## DIRECTIONS
1. In the stock option passage, when do the options expire?
2. Please extend the stock option passage, picking up after its final sentence.

(EXERCISE PASSAGE Opens)

Options granted hereunder shall be granted pursuant to the
Corporation's 1992 Stock Option Plan and shall be subject to all limitations of
such plan, including the aggregate number of options which may be granted.
Options granted pursuant to this Section 4.2(b)(3) shall contain an option price
equal to the market price (average of the day's high and low prices) on the date
of award, shall be fully vested, and shall expire 10 years following date of
grant. This stock option award shall not preclude the Board of Directors from
granting additional options to Employee as it deems appropriate. Options granted
pursuant to this Agreement shall be administered by the Compensation and Stock
Option Committee of TGI's Board of Directors.

(EXERCISE PASSAGE Closes)
(MATERIAL SHOWN Opens)

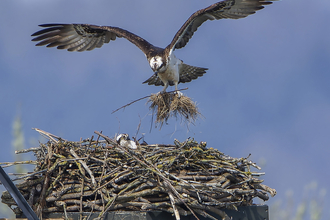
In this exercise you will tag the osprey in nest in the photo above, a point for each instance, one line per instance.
(168, 70)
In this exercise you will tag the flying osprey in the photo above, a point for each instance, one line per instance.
(168, 70)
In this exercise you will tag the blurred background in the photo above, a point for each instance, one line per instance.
(266, 92)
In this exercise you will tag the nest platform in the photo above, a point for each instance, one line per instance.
(98, 176)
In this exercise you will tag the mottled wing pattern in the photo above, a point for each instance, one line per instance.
(187, 73)
(233, 9)
(82, 37)
(73, 37)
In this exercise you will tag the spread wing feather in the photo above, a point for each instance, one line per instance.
(233, 9)
(82, 37)
(187, 73)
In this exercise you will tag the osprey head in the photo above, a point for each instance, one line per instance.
(157, 64)
(122, 137)
(124, 141)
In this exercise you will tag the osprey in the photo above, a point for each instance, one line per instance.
(124, 141)
(168, 70)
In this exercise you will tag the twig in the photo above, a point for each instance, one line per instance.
(124, 106)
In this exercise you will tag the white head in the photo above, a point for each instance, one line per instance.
(157, 64)
(122, 136)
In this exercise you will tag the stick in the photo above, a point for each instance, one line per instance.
(142, 99)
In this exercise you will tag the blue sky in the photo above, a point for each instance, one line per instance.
(266, 91)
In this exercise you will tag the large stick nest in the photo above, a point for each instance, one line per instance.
(169, 104)
(101, 176)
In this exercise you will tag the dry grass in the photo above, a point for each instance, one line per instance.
(166, 105)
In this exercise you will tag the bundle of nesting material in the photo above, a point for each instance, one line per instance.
(101, 176)
(169, 104)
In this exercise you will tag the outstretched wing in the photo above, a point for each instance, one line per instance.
(233, 9)
(187, 73)
(81, 37)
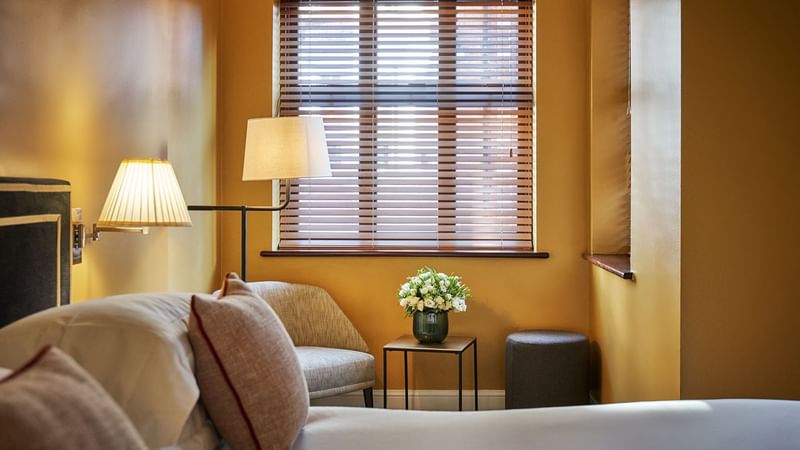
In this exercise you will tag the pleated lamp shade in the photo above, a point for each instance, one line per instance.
(145, 193)
(285, 147)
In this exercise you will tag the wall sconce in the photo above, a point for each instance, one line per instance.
(144, 193)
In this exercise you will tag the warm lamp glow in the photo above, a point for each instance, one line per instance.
(145, 193)
(285, 147)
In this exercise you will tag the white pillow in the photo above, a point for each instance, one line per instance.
(134, 345)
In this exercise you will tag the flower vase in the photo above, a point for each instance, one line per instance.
(430, 327)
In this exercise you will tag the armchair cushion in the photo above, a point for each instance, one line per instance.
(310, 315)
(333, 371)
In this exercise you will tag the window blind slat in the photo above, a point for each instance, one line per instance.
(429, 116)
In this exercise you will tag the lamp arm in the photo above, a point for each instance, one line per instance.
(244, 209)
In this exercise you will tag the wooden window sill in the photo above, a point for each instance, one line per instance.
(619, 265)
(430, 253)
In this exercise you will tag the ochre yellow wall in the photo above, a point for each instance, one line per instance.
(508, 294)
(610, 128)
(636, 324)
(84, 84)
(740, 311)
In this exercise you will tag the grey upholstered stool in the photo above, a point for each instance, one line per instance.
(546, 368)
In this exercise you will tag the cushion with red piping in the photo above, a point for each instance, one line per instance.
(250, 380)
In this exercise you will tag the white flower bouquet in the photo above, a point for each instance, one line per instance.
(429, 290)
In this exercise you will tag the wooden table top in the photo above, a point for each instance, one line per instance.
(451, 344)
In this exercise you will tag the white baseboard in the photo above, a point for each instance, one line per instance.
(432, 400)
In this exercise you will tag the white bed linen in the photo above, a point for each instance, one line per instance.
(669, 425)
(135, 346)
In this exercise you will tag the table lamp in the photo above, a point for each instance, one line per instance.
(278, 148)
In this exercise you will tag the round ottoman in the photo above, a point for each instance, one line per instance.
(546, 368)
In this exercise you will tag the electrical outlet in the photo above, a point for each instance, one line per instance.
(78, 236)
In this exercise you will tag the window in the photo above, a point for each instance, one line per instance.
(429, 112)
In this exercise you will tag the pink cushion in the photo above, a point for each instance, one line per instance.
(250, 379)
(52, 403)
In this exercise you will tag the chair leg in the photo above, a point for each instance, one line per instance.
(368, 397)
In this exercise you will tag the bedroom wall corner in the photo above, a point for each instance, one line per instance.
(509, 294)
(740, 297)
(84, 84)
(636, 324)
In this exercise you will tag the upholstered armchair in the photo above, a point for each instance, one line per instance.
(333, 354)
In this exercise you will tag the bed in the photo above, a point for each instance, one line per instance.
(136, 347)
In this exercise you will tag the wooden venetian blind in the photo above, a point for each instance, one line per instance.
(429, 113)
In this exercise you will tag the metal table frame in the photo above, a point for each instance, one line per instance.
(457, 345)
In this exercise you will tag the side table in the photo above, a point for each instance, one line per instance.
(452, 344)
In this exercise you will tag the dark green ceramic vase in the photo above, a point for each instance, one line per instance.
(430, 327)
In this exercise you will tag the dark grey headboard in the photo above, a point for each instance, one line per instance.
(35, 246)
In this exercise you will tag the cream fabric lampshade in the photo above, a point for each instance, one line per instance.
(145, 193)
(285, 147)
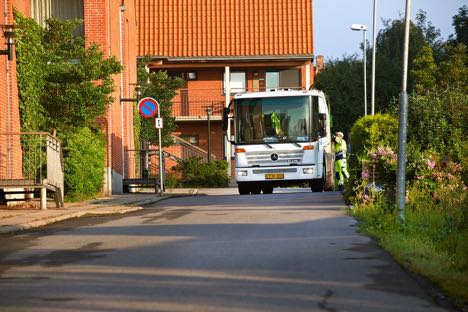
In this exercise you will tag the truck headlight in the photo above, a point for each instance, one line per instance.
(242, 173)
(308, 170)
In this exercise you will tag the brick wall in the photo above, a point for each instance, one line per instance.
(112, 25)
(10, 151)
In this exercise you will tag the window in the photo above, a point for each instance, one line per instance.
(284, 79)
(238, 82)
(191, 138)
(272, 80)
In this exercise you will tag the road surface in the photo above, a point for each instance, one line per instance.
(288, 251)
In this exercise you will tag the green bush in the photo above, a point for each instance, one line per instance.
(84, 157)
(371, 132)
(194, 173)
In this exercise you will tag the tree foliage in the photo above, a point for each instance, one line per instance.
(65, 85)
(460, 23)
(342, 81)
(162, 87)
(84, 163)
(30, 72)
(389, 60)
(78, 79)
(424, 70)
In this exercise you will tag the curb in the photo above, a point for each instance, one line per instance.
(98, 210)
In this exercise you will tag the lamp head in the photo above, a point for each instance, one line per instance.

(MATERIAL SHOWN Closes)

## RESPONSES FOR EACH TASK
1. They expire 10 years following the date of grant.

2.
(4) Partial Fiscal Years. The computations set forth in
Section 4.2(b)(2) above shall be adjusted to take into account eligibility for
partial fiscal years by computing them based upon the entire fiscal year and
multiplying these results by the ratio of the number of days of such partial
fiscal year to the number of days in the complete fiscal year.
(5) (i) Payments. TGI shall pay the Incentive Compensation to
Employee on or before the fifteen (15) days after the completion of the audit of
TGI's financial statements by TGI's certified public accountants.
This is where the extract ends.